WHAT TO DO: Only one stretch of the data below is needed. Output the lines from the one with "Target: floral pattern fabric" up to and including the one with "Target: nose", exactly as they stand.

PROVIDED RECORDS:

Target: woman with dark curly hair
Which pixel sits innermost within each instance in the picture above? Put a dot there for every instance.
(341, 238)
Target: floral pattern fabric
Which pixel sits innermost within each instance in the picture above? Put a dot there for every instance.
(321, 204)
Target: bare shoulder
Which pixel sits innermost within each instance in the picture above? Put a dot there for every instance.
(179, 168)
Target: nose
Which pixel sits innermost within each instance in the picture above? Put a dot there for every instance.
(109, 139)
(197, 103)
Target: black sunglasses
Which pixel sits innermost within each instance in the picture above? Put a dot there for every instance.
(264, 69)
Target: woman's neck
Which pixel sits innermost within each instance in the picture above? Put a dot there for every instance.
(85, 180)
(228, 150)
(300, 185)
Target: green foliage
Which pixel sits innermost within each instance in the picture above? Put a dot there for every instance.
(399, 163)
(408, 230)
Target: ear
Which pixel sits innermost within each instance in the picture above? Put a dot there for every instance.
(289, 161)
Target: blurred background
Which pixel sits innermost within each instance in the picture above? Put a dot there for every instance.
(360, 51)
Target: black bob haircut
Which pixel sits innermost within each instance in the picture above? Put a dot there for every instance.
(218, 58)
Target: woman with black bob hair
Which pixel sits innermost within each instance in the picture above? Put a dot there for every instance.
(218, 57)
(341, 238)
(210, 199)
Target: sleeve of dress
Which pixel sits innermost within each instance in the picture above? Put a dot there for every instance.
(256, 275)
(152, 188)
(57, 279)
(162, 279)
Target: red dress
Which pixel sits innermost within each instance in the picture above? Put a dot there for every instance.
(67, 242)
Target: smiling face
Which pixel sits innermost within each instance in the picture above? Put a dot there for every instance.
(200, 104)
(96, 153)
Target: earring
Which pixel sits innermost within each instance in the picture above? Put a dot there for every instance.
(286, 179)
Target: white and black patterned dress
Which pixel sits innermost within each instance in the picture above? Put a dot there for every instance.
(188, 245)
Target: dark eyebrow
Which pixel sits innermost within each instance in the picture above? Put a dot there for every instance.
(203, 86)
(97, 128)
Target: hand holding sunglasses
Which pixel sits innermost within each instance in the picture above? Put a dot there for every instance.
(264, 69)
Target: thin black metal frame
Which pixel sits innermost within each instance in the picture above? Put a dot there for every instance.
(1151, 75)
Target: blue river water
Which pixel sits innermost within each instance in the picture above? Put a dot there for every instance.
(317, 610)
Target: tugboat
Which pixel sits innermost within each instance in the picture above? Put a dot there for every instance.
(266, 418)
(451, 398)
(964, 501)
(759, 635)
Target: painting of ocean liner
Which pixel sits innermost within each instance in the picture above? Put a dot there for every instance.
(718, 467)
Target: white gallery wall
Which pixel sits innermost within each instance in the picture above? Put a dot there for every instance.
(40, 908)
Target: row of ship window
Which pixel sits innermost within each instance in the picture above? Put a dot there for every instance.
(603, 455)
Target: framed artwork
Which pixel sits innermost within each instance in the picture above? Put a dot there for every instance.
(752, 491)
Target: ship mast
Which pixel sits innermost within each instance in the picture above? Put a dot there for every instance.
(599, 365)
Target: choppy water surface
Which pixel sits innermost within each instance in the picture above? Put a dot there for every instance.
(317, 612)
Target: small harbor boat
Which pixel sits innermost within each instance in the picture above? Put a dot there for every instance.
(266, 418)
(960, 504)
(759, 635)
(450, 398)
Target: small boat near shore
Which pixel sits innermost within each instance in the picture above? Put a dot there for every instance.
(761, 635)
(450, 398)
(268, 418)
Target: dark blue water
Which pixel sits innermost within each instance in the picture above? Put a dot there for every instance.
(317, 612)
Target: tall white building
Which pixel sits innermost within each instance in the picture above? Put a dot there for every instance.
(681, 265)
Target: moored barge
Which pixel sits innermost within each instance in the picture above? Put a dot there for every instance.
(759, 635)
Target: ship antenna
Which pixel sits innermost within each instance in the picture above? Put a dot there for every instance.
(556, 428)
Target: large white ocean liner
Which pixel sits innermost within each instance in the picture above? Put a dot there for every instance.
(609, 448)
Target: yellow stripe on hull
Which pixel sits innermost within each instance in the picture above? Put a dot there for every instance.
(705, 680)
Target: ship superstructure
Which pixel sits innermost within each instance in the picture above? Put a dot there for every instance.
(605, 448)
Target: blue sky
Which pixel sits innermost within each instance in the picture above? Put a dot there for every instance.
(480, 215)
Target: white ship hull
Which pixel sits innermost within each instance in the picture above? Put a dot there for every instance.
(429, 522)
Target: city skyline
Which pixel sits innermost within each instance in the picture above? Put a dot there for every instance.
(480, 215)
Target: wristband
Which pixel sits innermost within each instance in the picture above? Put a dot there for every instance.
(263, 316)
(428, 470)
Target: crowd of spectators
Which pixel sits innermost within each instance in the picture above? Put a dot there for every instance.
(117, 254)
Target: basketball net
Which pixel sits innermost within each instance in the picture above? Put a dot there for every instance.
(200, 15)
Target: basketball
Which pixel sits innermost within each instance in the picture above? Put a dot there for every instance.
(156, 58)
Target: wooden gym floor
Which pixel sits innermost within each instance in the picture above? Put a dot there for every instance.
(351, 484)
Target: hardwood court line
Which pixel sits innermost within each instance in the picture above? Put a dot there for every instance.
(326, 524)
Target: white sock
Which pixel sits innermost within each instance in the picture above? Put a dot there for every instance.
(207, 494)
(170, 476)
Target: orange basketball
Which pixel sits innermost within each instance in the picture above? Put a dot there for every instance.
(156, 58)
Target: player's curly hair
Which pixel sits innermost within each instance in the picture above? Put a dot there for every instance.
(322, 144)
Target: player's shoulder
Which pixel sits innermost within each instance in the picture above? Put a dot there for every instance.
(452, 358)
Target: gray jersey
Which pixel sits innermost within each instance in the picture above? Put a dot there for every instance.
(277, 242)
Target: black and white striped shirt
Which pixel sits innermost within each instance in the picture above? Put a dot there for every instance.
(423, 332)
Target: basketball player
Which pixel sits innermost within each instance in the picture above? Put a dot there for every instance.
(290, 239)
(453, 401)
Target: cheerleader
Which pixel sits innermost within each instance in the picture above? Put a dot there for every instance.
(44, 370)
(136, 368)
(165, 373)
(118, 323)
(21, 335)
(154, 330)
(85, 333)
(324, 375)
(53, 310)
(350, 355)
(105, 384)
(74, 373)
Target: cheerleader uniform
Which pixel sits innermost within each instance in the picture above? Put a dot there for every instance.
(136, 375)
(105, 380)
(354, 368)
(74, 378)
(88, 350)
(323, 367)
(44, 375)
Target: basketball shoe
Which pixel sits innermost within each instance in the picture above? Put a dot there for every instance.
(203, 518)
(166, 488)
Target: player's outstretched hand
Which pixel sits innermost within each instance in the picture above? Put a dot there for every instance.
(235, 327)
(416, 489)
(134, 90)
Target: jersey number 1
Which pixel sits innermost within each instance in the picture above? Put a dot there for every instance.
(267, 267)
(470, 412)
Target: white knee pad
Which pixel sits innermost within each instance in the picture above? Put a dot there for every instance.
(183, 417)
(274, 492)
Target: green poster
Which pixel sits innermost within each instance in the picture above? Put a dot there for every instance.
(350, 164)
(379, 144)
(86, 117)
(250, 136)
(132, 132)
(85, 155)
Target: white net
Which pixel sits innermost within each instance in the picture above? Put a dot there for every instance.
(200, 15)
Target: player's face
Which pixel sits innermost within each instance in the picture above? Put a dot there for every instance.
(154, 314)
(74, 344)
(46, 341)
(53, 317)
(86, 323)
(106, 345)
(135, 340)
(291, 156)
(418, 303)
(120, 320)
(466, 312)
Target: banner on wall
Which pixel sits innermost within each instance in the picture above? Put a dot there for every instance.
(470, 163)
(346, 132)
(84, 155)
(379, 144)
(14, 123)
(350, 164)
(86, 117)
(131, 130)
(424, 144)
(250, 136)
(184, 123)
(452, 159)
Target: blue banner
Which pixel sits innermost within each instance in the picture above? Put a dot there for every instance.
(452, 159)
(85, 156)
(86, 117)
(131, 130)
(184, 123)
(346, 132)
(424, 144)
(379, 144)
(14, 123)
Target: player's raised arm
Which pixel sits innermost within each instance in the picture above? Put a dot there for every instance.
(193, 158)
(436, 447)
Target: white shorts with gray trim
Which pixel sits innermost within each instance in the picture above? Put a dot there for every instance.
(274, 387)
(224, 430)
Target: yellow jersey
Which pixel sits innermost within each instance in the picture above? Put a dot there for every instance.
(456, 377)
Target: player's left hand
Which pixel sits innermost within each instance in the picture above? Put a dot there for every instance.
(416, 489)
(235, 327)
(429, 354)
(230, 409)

ANSWER SECTION:
Target: floral pattern fabric
Which pixel sits innermost within each instance in the picture above? Put a dot there for every instance.
(321, 204)
Target: bare shoulder
Which pixel sits innermost within each instance in the picture above? Put a dot there for every instance.
(179, 168)
Target: nose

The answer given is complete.